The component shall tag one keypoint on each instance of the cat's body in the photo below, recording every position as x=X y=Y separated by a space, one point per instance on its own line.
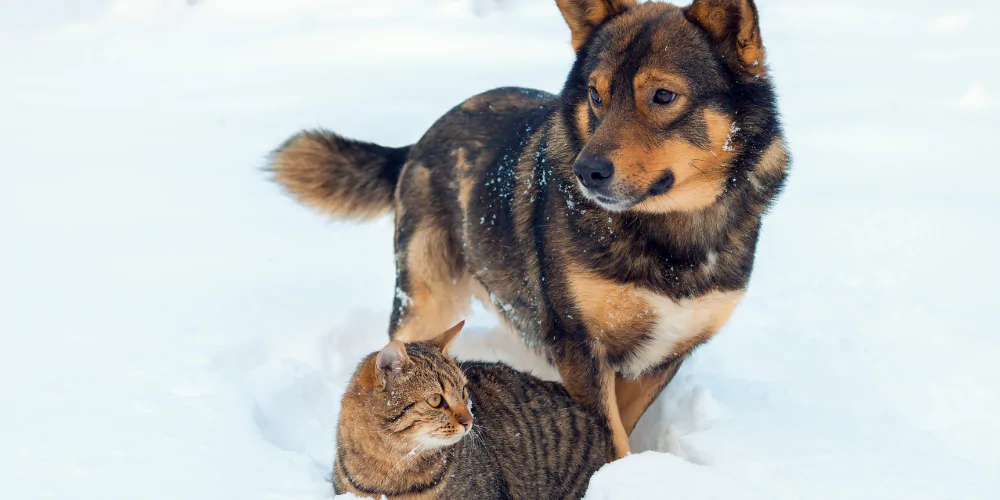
x=530 y=438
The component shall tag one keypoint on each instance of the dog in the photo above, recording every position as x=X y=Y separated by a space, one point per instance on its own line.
x=613 y=226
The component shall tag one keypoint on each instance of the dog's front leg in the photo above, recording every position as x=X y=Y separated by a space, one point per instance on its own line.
x=590 y=379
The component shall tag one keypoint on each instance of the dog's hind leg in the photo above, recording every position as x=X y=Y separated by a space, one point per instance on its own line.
x=432 y=288
x=634 y=395
x=590 y=379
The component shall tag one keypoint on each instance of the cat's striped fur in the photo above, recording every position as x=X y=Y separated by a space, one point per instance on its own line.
x=529 y=439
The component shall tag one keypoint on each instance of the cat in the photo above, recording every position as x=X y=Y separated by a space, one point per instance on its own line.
x=416 y=424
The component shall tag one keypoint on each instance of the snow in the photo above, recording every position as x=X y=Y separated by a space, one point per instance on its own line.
x=176 y=328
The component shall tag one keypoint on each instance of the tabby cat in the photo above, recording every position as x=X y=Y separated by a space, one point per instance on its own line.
x=407 y=430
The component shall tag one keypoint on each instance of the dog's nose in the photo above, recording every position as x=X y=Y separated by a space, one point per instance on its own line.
x=593 y=172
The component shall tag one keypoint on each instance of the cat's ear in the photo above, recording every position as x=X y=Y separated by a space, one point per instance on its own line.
x=445 y=339
x=392 y=360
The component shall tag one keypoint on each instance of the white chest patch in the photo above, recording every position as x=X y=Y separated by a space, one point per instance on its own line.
x=679 y=327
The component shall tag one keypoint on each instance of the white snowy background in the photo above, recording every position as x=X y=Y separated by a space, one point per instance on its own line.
x=176 y=328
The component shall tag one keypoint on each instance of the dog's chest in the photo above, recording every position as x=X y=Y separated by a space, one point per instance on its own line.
x=641 y=328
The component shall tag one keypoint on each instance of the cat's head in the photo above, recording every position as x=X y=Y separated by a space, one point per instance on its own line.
x=418 y=392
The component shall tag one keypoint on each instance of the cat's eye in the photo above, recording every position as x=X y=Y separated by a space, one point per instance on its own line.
x=664 y=96
x=595 y=96
x=435 y=400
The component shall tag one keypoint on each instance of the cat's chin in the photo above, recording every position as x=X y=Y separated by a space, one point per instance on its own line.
x=436 y=442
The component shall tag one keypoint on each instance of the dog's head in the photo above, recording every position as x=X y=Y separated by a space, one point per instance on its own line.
x=654 y=99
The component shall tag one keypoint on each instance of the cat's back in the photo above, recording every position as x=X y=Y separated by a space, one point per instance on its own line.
x=542 y=441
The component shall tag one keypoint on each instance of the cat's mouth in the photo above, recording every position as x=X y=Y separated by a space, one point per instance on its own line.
x=436 y=441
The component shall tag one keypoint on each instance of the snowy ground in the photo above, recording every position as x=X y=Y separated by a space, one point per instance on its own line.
x=175 y=328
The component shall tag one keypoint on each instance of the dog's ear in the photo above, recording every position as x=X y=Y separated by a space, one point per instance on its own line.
x=734 y=28
x=392 y=360
x=584 y=16
x=445 y=339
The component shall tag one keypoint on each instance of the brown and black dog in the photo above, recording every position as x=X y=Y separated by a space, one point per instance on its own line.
x=613 y=225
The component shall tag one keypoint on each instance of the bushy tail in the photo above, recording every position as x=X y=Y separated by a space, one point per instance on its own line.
x=340 y=177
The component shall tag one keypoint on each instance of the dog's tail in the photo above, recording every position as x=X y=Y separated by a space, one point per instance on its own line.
x=340 y=177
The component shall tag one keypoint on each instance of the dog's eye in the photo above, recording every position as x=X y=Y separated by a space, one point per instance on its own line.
x=595 y=96
x=435 y=400
x=664 y=96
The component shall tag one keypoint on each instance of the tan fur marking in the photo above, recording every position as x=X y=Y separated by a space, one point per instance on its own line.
x=681 y=326
x=583 y=16
x=649 y=80
x=610 y=309
x=583 y=121
x=465 y=182
x=773 y=163
x=618 y=315
x=714 y=17
x=619 y=436
x=699 y=175
x=774 y=160
x=439 y=297
x=636 y=394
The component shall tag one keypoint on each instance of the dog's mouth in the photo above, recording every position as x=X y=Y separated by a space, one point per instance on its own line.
x=610 y=203
x=613 y=200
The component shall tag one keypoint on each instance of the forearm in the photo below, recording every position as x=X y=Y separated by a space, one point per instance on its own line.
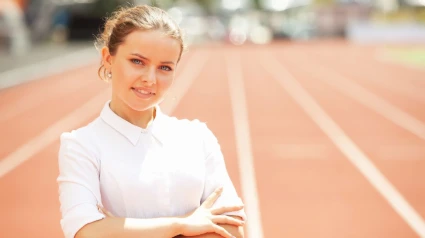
x=237 y=232
x=112 y=227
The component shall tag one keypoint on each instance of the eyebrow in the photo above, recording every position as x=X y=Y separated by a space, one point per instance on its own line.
x=141 y=56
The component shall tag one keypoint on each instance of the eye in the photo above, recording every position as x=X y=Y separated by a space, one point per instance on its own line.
x=166 y=68
x=137 y=61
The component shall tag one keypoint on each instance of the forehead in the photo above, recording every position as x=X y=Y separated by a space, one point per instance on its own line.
x=154 y=45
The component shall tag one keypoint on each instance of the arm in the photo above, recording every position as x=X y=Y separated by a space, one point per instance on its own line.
x=128 y=227
x=237 y=232
x=79 y=195
x=217 y=176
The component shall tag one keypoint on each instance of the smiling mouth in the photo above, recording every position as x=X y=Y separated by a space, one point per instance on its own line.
x=144 y=92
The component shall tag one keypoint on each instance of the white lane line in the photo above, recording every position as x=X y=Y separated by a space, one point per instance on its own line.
x=343 y=142
x=191 y=71
x=403 y=88
x=368 y=99
x=51 y=134
x=48 y=67
x=84 y=113
x=243 y=143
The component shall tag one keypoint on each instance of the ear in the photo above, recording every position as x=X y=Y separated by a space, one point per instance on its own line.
x=106 y=57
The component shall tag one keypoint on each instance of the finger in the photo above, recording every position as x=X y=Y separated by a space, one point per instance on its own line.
x=223 y=232
x=221 y=210
x=212 y=198
x=223 y=219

--------------------------------------------------

_Work to be completed_
Pictures excluded, quote all the data above exactly.

_Result below_
The component shall tag one keypoint on each instance of the cat's body in the photo below, recording every position as x=X y=Y separated by a space, one point per instance on its own line.
x=530 y=438
The component shall tag one keypoint on each instance of the dog in the photo above, recording every position as x=X y=Y separated by a space, one point per instance on its own line.
x=613 y=226
The component shall tag one keypoint on each instance of the dog's front leg in the photo above, recording every position as x=X y=Y separated by a space, one point per instance on its own line.
x=590 y=379
The component shall tag one keypoint on each instance of the dog's hind leg in the photo above, recording every position as x=X y=Y separated by a space, one point per instance on its own line.
x=432 y=288
x=634 y=395
x=590 y=379
The component shall tag one keypoint on each instance of the cat's striped fur in the photo above, recording every position as x=X y=Y separated by a space, one point per instance on its own line.
x=529 y=439
The component shall tag one keypoint on each instance of the cat in the photo above, recording every position as x=X y=Y separated by a space, one point per instance on its own line.
x=416 y=424
The component shall tag one keypoint on each instance of the snow in the photo above, recording every position as x=X y=Y separated by a space, one point per instance on its own line.
x=176 y=328
The component shall tag one keypoint on each instance of the tabby cat in the photo above, recording every position as x=X y=Y separated by a space, one point per instance on its own line.
x=407 y=430
The component shall tag one keypoint on each instance of the dog's nose in the photo above, recording every position as x=X y=Y separated by a space, one point per instance on its own line.
x=593 y=172
The component shall tag one keypoint on each instance of the cat's ear in the photo above, recording every position as x=X y=Y separated by a space, one point per instance on its own line.
x=445 y=339
x=392 y=360
The component shall tag one keypoint on each instance of the white chest patch in the photo above, recording every position as x=X y=Y separated by a space, one point per instance on its own line.
x=679 y=327
The component shall tag one keypoint on each instance of the white snowy background in the photo above, recording every position as x=X y=Y separated by a space, one point per instance on its own line.
x=176 y=328
The component shall tag one keypoint on each instance of the dog's chest in the photo above, recording every position as x=X y=Y separated by a space, one point per instance on its own line.
x=641 y=328
The component shall tag one keypoint on each instance of the cat's head in the photo above, recording every position as x=X y=Y separated by a space, one point per instance on its own line.
x=418 y=392
The component shall tag one keypoint on each instance of the cat's eye in the photo above, recording every position as x=X y=Y separated by a space, one point per instance on its own line.
x=664 y=96
x=595 y=96
x=435 y=400
The component shall tag one keypoint on each instance of the cat's chin in the photo above, recording every position as x=X y=Y separated by a space, one point per instance on its own line.
x=436 y=442
The component shall tag one keypoint on each instance of the dog's head in the photo above, recording every position as x=X y=Y separated by a space, one point per instance on its own line.
x=654 y=99
The component shall tag one keypoint on each instance of the cat's back in the photo above, recording every position as x=X y=Y separated by a space, one point per instance on its own line.
x=542 y=441
The component shall tag one keypoint on each instance of the cat's mouth in the photo above, recording every position as x=X y=Y separated by a space, one point per instance on its own line.
x=436 y=441
The component shall tag one keypoint on each instance of the snowy ground in the photo above, recording every position as x=X y=Y separated by a space, one point per instance on its own line.
x=175 y=328
The component shall tag one keypoint on each instance of the dog's ear in the photo above, recording every position as x=X y=Y separated by a space, one point per instance on its own line.
x=734 y=28
x=392 y=360
x=584 y=16
x=445 y=339
The component shall tag one keypoint on each instance of the brown and black dog in the photo above, recording every position as x=X y=Y separated by a space, one point per instance on its own line.
x=613 y=225
The component shall tag one keypoint on each instance of the bushy tail in the photo above, recording every position as x=X y=Y separated by a space, one point per instance on its own line.
x=340 y=177
The component shall tag one keypoint on each instance of the dog's tail in the photo above, recording every position as x=X y=Y separated by a space, one point per instance on its own line.
x=340 y=177
The component shall tag one keypoint on each instance of the dog's eye in the photo above, recording every position as x=X y=Y separated by a space, one point per instance on its own line.
x=595 y=96
x=435 y=400
x=664 y=96
The component shall tag one keypoint on each instance of the tan fur marking in the photo above, recording every position as x=X y=Y separated by a space, one point per instance on its own line.
x=681 y=326
x=583 y=16
x=649 y=80
x=610 y=309
x=583 y=121
x=465 y=182
x=773 y=163
x=618 y=315
x=714 y=17
x=619 y=436
x=699 y=175
x=774 y=160
x=439 y=297
x=636 y=394
The component shall tag one keypoint on each instance of the dog's mouth in the photo above, recording every position as x=X y=Y separated by a space, one point per instance on its own line.
x=610 y=203
x=613 y=200
The component shall tag one keypoint on each instance of the forearm in the photo below, recording every position as x=X y=Y separated by a space, one point per instance on its own line.
x=237 y=232
x=112 y=227
The component shall tag one keypoint on each instance of the eyebrow in the photo above, recording every position as x=X y=Y separated by a space, one point per instance on its own line.
x=141 y=56
The component shall tag one keypoint on each instance of the eye in the photo above, recording every position as x=X y=Y separated by a space, one point per instance on its own line.
x=166 y=68
x=137 y=61
The component shall tag one keypoint on each instance of the forehead in the photo above, recording every position as x=X y=Y separated by a space, one point per instance on its own line.
x=154 y=45
The component shall tag one keypoint on each instance of the arm in the photo above, recording every position as x=X y=Y separated by a space, one point per instance on its own line.
x=128 y=227
x=237 y=232
x=79 y=195
x=217 y=176
The component shall tag one keypoint on each instance of the smiling mouth in the photo above, recording every position as x=X y=Y separated by a space, one point per instance on its own line.
x=144 y=92
The component shall tag one keypoint on each instance of the white lane line in the photo above, recording every position as x=X y=Y separated by a space, one point per instance on its own line.
x=343 y=142
x=191 y=71
x=403 y=88
x=368 y=99
x=51 y=134
x=48 y=67
x=84 y=113
x=243 y=143
The component shall tag one keypoint on each instance of the ear in the photo above, recording every position as x=X y=Y separated by a space, one point per instance on its own line.
x=106 y=57
The component shall tag one keypoint on each instance of the finger in the photo above, recording every position as x=X y=Y separated by a space, one point per instance on its own line.
x=223 y=232
x=221 y=210
x=212 y=198
x=223 y=219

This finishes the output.